• What the exercise asks: Report each line below that contains the word "shoe", copying every such line in full.

• Working data:
-- begin --

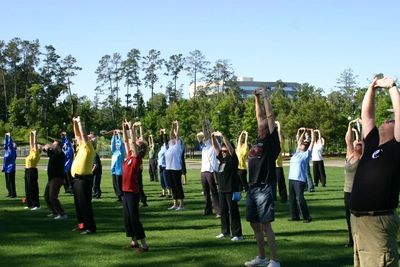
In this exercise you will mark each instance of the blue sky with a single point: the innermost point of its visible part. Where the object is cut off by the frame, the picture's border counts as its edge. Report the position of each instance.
(295, 41)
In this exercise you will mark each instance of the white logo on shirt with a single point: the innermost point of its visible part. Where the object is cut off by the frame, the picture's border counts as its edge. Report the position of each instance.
(376, 154)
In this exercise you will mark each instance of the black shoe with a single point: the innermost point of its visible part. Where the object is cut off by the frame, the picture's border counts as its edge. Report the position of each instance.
(87, 232)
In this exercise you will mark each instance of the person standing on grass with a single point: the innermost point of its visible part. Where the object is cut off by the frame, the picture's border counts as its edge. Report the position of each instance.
(280, 175)
(375, 192)
(353, 155)
(55, 175)
(260, 207)
(81, 171)
(152, 160)
(97, 169)
(242, 152)
(228, 184)
(209, 165)
(136, 150)
(117, 160)
(298, 173)
(173, 167)
(10, 156)
(69, 157)
(165, 185)
(31, 174)
(318, 160)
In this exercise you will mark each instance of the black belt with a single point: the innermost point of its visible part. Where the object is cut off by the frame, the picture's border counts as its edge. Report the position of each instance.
(372, 213)
(258, 184)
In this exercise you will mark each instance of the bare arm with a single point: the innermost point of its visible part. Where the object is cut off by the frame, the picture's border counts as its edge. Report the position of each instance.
(349, 140)
(214, 142)
(368, 109)
(312, 139)
(125, 137)
(269, 113)
(395, 97)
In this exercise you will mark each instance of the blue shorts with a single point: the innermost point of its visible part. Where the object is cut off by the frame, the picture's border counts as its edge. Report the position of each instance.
(260, 206)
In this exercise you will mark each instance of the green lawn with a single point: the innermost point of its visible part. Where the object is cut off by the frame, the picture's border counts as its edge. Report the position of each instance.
(184, 238)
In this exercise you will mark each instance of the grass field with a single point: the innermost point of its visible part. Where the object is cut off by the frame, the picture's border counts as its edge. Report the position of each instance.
(176, 238)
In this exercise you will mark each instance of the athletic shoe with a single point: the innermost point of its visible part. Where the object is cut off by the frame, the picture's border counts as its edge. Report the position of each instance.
(141, 249)
(220, 236)
(87, 232)
(273, 263)
(61, 217)
(237, 238)
(257, 262)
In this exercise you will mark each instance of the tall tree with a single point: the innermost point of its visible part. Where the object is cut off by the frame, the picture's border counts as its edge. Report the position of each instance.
(3, 62)
(131, 73)
(69, 68)
(13, 54)
(174, 66)
(151, 64)
(220, 73)
(195, 65)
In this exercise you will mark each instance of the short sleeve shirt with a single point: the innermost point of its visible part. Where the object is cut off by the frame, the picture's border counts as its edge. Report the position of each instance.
(377, 179)
(130, 174)
(262, 158)
(83, 161)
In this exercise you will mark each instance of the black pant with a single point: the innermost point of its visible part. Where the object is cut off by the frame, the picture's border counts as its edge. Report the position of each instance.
(210, 193)
(243, 180)
(31, 187)
(280, 178)
(347, 212)
(10, 184)
(319, 172)
(133, 226)
(82, 188)
(68, 181)
(153, 170)
(174, 178)
(296, 200)
(143, 197)
(117, 184)
(96, 184)
(230, 217)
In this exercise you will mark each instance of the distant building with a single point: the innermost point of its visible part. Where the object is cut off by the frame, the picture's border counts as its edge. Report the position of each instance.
(247, 85)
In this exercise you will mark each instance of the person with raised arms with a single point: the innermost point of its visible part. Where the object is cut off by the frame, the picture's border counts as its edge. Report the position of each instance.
(81, 171)
(375, 193)
(136, 149)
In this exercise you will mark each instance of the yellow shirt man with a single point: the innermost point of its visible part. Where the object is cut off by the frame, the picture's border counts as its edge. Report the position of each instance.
(242, 153)
(32, 159)
(83, 161)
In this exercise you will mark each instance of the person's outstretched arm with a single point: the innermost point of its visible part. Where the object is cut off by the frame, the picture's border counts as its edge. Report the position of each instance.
(368, 109)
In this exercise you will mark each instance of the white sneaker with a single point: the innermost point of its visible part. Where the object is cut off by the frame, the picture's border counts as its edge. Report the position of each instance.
(257, 262)
(237, 238)
(220, 236)
(273, 263)
(61, 217)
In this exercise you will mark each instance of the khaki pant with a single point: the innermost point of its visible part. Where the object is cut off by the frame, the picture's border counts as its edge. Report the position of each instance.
(375, 243)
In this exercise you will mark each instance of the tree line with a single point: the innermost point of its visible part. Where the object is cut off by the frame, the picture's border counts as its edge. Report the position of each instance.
(37, 84)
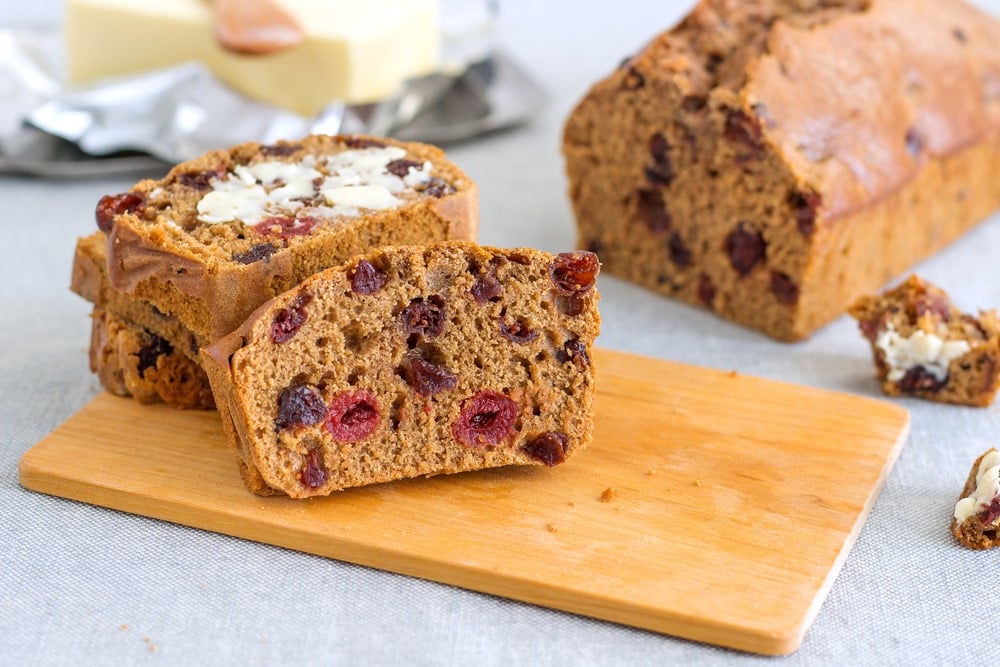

-- end --

• Task response:
In this exercise you will mark each instance of the black shoe with a single point: the innermost point of its visible part. Where the object is cut off by the frame, the picture's border counts as its edge. Report the position of each instance.
In this exercise you will mark each instance of the athletic shoe with a single point: the innermost point of its visible part. Where the object is cut off by the frame, the picture's border counts as its edge. Report the position of each instance.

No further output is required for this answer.